#### Data records ####

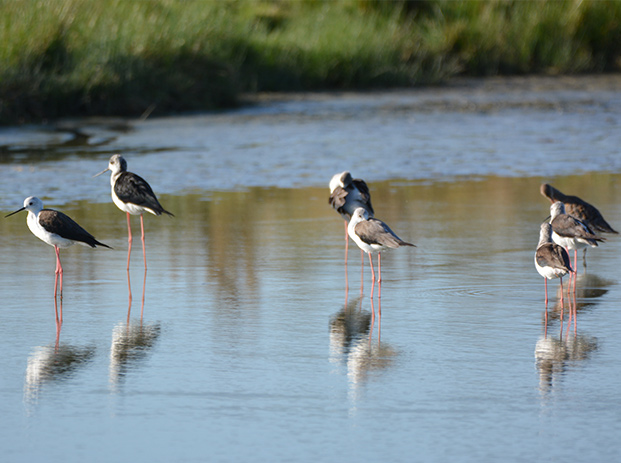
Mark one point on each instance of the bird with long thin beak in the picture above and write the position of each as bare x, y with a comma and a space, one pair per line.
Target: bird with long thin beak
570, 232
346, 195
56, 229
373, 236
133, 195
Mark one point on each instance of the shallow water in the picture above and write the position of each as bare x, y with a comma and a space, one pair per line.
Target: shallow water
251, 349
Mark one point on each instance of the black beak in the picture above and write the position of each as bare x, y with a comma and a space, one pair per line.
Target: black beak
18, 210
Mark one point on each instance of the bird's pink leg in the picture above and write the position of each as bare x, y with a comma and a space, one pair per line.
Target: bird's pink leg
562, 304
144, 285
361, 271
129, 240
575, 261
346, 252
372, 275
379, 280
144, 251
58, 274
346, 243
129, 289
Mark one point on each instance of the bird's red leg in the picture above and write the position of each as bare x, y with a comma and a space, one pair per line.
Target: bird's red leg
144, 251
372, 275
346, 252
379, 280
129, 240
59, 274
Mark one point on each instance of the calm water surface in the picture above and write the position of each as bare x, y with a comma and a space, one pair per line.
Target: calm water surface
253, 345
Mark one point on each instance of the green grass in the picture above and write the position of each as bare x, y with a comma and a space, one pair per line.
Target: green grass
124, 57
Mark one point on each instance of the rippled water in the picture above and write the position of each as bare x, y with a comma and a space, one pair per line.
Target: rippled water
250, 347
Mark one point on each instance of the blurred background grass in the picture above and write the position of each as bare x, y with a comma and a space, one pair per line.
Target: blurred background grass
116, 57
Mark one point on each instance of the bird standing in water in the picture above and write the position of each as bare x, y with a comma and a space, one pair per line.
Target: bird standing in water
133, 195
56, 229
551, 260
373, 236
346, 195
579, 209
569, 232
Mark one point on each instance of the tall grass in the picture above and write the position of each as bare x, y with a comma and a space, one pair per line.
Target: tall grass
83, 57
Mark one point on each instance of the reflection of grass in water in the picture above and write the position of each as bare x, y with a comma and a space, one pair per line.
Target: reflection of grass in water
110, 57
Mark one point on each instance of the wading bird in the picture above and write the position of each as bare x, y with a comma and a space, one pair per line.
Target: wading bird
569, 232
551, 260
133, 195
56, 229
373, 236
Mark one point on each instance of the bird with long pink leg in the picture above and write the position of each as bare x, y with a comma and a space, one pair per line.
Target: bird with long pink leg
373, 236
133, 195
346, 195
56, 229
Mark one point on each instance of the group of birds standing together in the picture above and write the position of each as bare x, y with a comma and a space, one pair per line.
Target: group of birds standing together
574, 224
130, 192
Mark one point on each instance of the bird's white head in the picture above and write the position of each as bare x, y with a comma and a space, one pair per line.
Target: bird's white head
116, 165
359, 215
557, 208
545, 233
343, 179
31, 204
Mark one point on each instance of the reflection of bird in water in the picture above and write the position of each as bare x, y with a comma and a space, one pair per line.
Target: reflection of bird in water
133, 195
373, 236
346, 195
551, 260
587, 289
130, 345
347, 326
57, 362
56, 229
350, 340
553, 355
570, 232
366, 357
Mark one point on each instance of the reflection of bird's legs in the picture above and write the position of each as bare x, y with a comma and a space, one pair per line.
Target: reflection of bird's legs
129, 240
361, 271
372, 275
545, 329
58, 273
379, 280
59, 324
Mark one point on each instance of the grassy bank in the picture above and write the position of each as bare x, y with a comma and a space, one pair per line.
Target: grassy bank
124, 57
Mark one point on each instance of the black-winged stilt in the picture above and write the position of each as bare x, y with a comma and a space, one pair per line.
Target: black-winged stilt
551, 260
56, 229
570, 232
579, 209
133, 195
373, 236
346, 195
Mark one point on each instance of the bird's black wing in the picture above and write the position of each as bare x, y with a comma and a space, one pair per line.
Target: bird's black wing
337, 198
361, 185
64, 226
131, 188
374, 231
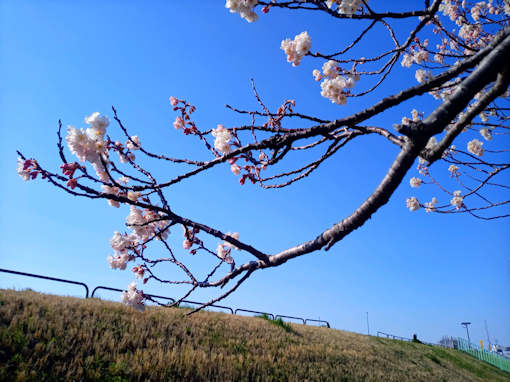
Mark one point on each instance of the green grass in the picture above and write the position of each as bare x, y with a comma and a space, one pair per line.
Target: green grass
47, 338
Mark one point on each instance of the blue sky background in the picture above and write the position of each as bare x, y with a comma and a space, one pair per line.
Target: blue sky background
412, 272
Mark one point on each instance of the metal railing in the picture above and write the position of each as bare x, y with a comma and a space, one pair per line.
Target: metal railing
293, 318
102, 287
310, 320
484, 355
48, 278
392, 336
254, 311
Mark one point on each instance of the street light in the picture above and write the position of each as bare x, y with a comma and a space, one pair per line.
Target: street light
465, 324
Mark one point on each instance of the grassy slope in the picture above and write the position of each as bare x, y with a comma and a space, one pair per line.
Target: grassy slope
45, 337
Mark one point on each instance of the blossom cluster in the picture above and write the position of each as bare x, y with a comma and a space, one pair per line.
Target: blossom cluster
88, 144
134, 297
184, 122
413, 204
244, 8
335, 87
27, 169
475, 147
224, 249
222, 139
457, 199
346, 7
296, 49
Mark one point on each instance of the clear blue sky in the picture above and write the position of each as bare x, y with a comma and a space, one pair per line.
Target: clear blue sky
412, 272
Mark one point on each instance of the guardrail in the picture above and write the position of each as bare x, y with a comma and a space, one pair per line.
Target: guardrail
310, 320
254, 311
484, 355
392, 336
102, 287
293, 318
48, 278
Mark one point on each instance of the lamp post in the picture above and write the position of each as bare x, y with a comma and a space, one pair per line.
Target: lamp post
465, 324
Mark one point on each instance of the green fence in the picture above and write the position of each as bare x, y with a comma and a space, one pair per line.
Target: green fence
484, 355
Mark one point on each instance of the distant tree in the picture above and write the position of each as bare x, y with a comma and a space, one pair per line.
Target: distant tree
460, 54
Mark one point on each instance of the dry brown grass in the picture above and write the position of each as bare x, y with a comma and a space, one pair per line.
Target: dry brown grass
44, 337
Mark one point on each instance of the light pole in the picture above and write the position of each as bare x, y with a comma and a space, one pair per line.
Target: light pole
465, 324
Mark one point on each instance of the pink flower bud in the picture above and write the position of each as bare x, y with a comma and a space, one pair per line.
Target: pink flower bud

####

### Your task
The copy must include every record exactly and none of the pictures.

### Answer area
Mark one point on each instance of the bird with long thin beak in the picture above and write the position of each as bare x, y with a comma and a space, one pair per line.
Target: bird with long thin beak
570, 232
346, 195
56, 229
373, 236
133, 195
Mark one point on each instance of the shallow water in the picture above and write the position of each as bare x, y with a comma and a space, one pair per line.
Target: shallow water
251, 349
Mark one point on each instance of the black beak in the picture above and write the position of each as bare x, y with a comma and a space, one pair per line.
Target: black beak
18, 210
Mark one point on each instance of the bird's pink leg in the picture above and write the position of each as bare x, y with a comma and a space, one pair per line.
Target: bird's pink leg
562, 304
144, 285
361, 271
129, 240
575, 261
346, 252
372, 275
379, 280
144, 251
58, 274
346, 243
129, 289
Mark one point on each instance of the bird's red leg in the picture above and write the position of each as bare x, y with a comma and a space, one pair per line.
Target: bird's red leg
144, 251
372, 275
346, 252
379, 280
129, 240
59, 274
Mark one point on each instance of the calm water surface in the picture above and write the position of each as bare x, y with a comma and a space, one pair per line.
Target: calm water surface
253, 345
Mark one point on each instance of the green grass in the picture above and write the position of each as bare x, y with a comma and a space, one pair per line.
Target: green grass
124, 57
Mark one point on each instance of the rippled water in the picture above and write the position of each as bare x, y with a comma and a space, one pair per line.
Target: rippled water
250, 347
Mark one point on each instance of the blurred background grass in the picture above and write the position of each as bare x, y with a comma and a space, one pair per line.
Target: blurred background grass
116, 57
Mark one point on each instance of the bird standing in water in the picture above and write the position of each as bare x, y with a comma and a space, one pair per line.
Target: bird standing in water
133, 195
56, 229
551, 260
373, 236
346, 195
579, 209
569, 232
Mark one point on each instance of the tall grass in the picture above and write the position of each as bare x, y with a comma and a space, one pair per line.
Target: tall grass
83, 57
Mark one point on each instance of the reflection of grass in water in the picture above and write the position of each as bare x, y with a comma and a space, one pair per line.
Target: reflection of grass in water
110, 57
Mark one point on each instance of the wading bird in the picture above and write the position of each as bare x, y with a comma and a space, one pair per line.
Target: wading bird
569, 232
551, 260
133, 195
56, 229
373, 236
Mark one point on each instance of the bird with long pink leg in the picture above and write the position of each as bare x, y with a comma and a space, one pair per line.
Target: bird with long pink leg
373, 236
133, 195
346, 195
56, 229
Mark one point on each instance of the group of birds standing together in the picture above and write the position of each as bare x, y with a comma and a space, one pair per line.
Target: group of birds standing together
574, 224
130, 192
Mark one point on each instance of the bird's white head in the picture above and write the position of each as bare x, y with a comma and a space, one pair per line.
Target: bird's white head
116, 165
359, 215
557, 208
545, 233
343, 179
31, 204
Mark one point on each instance of the reflection of bird in water in the picture above and write the position of each as bare x, y with a comma and a space, one pair per line.
Target: reflection of bird in water
133, 195
373, 236
346, 195
551, 260
587, 289
130, 345
347, 326
57, 362
56, 229
350, 340
553, 355
570, 232
366, 357
Mark one point on each instance of the reflection of bird's legs in the picture above and write the position of each as bare x, y with a comma and a space, one pair per line.
Target: reflection of bird's legs
129, 240
361, 271
372, 275
545, 329
58, 273
379, 280
59, 324
Mark one point on each instance of the grassy bank in the picture above and write the position of each as bare x, y with a comma and a space, one pair per line.
Target: grassy bank
124, 57
Mark one point on each instance of the black-winged stilt in the picture above and write the position of each as bare x, y with a comma and a space, one pair per line.
Target: black-winged stilt
551, 260
56, 229
570, 232
579, 209
133, 195
373, 236
346, 195
Mark one point on each instance of the bird's black wing in the picture above and write the position of each as bare x, y with a comma and a space, one pair per line.
Target: bird's black wing
337, 198
361, 185
64, 226
131, 188
374, 231
Mark one point on each instance of the green grass in the picture above and write the position of each as bare x, y with a comma and a space, one pair per line.
Target: green grass
47, 338
Mark one point on each instance of the blue sky background in the picture above and write the position of each as bare x, y with a comma and a space, one pair per line.
Target: blue sky background
412, 272
Mark one point on each instance of the metal railing in the picture above and write the position of each as bare x, y with a comma and a space, one pair per line.
Target: metal railing
293, 318
102, 287
310, 320
484, 355
48, 278
392, 336
254, 311
Mark one point on each instance of the street light in the picture above and write the position of each as bare x, y with a comma and a space, one pair per line.
Target: street light
465, 324
Mark one point on each instance of the grassy slope in the picture above and write the position of each as bare x, y with a comma and a space, one pair per line.
Target: grassy slope
45, 337
Mark one point on each instance of the blossom cluster in the picture above and write the position of each as bare x, y with a comma and a space, one pair per line.
Target: blossom cluster
88, 144
134, 297
184, 122
413, 204
244, 8
335, 87
27, 169
475, 147
224, 249
222, 139
457, 199
346, 7
296, 49
Mark one point on each instance of the clear blue sky in the picture above and write the position of each as bare x, y with a comma and a space, one pair per line.
Target: clear blue sky
412, 272
Mark one point on each instance of the guardrail in the picture above and write the position of each as bare x, y with a comma and a space, one pair per line.
Target: guardrail
310, 320
254, 311
484, 355
392, 336
102, 287
293, 318
48, 278
Mark one point on each instance of the lamp post in the picture above and write the position of each as bare x, y with a comma and a space, one pair per line.
Target: lamp post
465, 324
Mark one point on each instance of the green fence in the picture above and write the position of each as bare x, y with a comma and a space, one pair per line.
Target: green fence
484, 355
Mark one point on each instance of the distant tree in the picture above and write the position of each as bare x, y with a comma and a space, one pair per line.
Target: distant tree
460, 54
Mark one point on each instance of the dry brown grass in the picture above and write the position of each as bare x, y with a comma and a space, one pair per line.
Target: dry brown grass
44, 337
Mark one point on each instance of the light pole in the picture above and write the position of each as bare x, y with a comma and a space, one pair per line.
Target: light pole
465, 324
Mark one point on each instance of the pink flower bud in the picture above and write the position of each as bare x, y with a comma and a space, one pair per line.
Target: pink flower bud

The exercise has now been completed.